# Goal of the exercise
Rewrite each of the lines below with "warehouse picking" replaced by "retail shelf audit" wherever it occurs, leaving all other text unchanged.

%%

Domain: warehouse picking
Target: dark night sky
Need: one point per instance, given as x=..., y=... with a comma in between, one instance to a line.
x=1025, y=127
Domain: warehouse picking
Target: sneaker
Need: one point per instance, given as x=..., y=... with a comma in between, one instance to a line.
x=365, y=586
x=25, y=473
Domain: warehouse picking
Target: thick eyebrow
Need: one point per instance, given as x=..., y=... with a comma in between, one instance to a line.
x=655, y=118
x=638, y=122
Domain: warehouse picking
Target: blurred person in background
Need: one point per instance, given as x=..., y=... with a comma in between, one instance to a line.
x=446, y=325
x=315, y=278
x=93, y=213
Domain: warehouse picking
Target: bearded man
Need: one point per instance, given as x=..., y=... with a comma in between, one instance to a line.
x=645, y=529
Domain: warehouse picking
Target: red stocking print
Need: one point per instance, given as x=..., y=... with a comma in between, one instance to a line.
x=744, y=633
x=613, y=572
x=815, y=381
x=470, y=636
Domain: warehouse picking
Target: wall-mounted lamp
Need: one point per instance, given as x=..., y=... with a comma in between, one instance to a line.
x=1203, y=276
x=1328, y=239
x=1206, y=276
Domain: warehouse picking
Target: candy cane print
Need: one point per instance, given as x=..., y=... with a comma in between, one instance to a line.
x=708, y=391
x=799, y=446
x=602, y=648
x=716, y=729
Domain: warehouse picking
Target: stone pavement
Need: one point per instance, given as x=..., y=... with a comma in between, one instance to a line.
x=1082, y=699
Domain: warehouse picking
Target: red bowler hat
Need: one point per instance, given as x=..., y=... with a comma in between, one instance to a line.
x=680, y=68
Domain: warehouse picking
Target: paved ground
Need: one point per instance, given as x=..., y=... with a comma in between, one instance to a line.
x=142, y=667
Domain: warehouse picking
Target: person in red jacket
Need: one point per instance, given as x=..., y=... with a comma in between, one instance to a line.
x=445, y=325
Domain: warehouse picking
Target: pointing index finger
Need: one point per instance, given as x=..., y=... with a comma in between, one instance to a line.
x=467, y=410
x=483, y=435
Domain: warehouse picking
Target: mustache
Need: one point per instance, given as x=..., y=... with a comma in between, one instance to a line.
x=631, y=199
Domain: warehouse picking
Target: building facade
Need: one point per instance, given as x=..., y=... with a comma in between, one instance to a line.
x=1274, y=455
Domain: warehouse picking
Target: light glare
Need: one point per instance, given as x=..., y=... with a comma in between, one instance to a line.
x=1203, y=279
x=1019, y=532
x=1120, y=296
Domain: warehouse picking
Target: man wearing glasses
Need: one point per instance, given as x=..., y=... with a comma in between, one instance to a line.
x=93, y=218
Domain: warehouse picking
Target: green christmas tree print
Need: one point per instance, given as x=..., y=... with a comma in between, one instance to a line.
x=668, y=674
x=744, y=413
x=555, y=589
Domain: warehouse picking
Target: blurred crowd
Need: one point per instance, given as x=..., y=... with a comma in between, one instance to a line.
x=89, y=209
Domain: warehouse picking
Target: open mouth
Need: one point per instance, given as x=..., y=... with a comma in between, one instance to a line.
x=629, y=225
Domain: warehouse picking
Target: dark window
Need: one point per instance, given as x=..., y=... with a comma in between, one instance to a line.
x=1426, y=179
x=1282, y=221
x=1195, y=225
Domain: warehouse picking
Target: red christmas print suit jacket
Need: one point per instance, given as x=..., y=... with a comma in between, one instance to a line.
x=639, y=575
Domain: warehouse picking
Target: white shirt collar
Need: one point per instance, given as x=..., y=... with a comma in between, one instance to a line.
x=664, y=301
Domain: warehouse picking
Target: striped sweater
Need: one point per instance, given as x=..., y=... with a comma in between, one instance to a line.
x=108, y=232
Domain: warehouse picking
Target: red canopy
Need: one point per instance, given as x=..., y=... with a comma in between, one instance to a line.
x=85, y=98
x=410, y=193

%%

# Full solution
Domain: retail shelf audit
Target: dark night sky
Need: one point per instance, given as x=..., y=... with a comma in between, one instance to a line.
x=1025, y=127
Domain: retail shelf audit
Target: sneaker
Need: one point per instance, given as x=..., y=... with a comma in between, one instance to a line.
x=365, y=586
x=25, y=473
Domain: retail shelf audit
Target: thick eyebrow
Need: one point per instance, given as x=..., y=... with a comma in between, one instance to a line.
x=655, y=118
x=638, y=122
Domain: retail shelf audit
Target: blurred person in background
Need: one point per instance, given as x=..., y=... with a comma in between, one instance to a line.
x=446, y=325
x=315, y=278
x=93, y=213
Domain: retail shelf audit
Target: bearded man
Need: one point per instance, given as x=..., y=... with a comma in between, one instance to a line.
x=645, y=529
Domain: retail shelf audit
Target: red stocking print
Need: one point per instance, given as x=..., y=... with a comma in between, one instance to a line.
x=744, y=633
x=613, y=572
x=815, y=381
x=470, y=636
Domain: retail shelf audit
Target: wall-mounted lamp
Need: one point per instance, given as x=..., y=... with a comma in between, one instance to a line.
x=1203, y=276
x=1328, y=239
x=1206, y=276
Domain: retail shelf audit
Target: candy cane print
Need: one point per instance, given as x=..., y=... with a comma in between, one instance to a line.
x=708, y=391
x=799, y=446
x=602, y=648
x=716, y=729
Domain: retail shelf audit
Target: stone pavement
Need: one point per instance, given as x=..., y=... with a comma in between, one instance to a line.
x=1082, y=699
Domain: retail shelf audit
Target: red bowler hat
Need: one point per instance, given as x=..., y=... with a comma in between, one instance to a line.
x=680, y=68
Domain: retail shelf audit
Target: paved ground
Need: one point per instance, given as x=..., y=... with a comma in between, one instance to a line.
x=142, y=667
Domain: retail shelf audit
Target: person in red jacket
Need: one point per instance, given as x=..., y=... with a comma in between, one instance to a line.
x=445, y=325
Domain: retail shelf audit
Target: pointing index finger
Need: one point per instance, given as x=..., y=... with a comma in between, one instance to a line.
x=467, y=410
x=483, y=435
Domain: retail shelf audit
Target: mustache
Need: one point per instance, given as x=..., y=... with a comma in between, one instance to a line.
x=631, y=199
Domain: retail shelf audit
Target: building facade
Need: one point per instance, given as x=..., y=... with a comma in between, one instance to a line.
x=1274, y=455
Domain: retail shelf audit
Target: light glare
Need: one point per instance, given as x=..., y=... with a comma in between, one instance to a line.
x=1203, y=279
x=1019, y=532
x=1120, y=296
Domain: retail shelf audit
Target: man wearing glasses
Need: one point per instance, given as x=..., y=... with a comma in between, one instance to a line.
x=93, y=218
Domain: retail shelf audit
Target: green christmas tree print
Need: one point per instance, given as x=..., y=... with a comma in between, one instance to a line.
x=668, y=674
x=744, y=413
x=555, y=589
Domain: retail shelf audit
Target: blurred crowd
Need: one point per instance, given as x=..., y=... with a comma in between, one instance to a line.
x=89, y=209
Domain: retail shelf audit
Target: open mouth
Need: one point per instance, given as x=..., y=... with a comma in between, one instance to a line.
x=629, y=225
Domain: retail shelf audit
Target: dark window
Need: one point per instance, given as x=..., y=... with a comma in between, one instance to a line.
x=1426, y=179
x=1282, y=221
x=1195, y=225
Domain: retail shelf audit
Target: red christmas print suit jacket
Need: one point per instance, given as x=..., y=... with a comma in between, one instance to a line.
x=639, y=575
Domain: retail shelf audit
Target: white shirt collar
Need: one point per instance, given as x=..., y=... with a comma in between, one instance to a line.
x=664, y=301
Domain: retail shelf audit
Target: striped sweater
Need: one point per instance, given as x=..., y=... with a comma in between, one instance to a line.
x=108, y=232
Domain: retail shelf audit
Target: red canopy
Need: one point per instance, given as x=..., y=... with a comma in between, one instance to a line.
x=85, y=98
x=410, y=193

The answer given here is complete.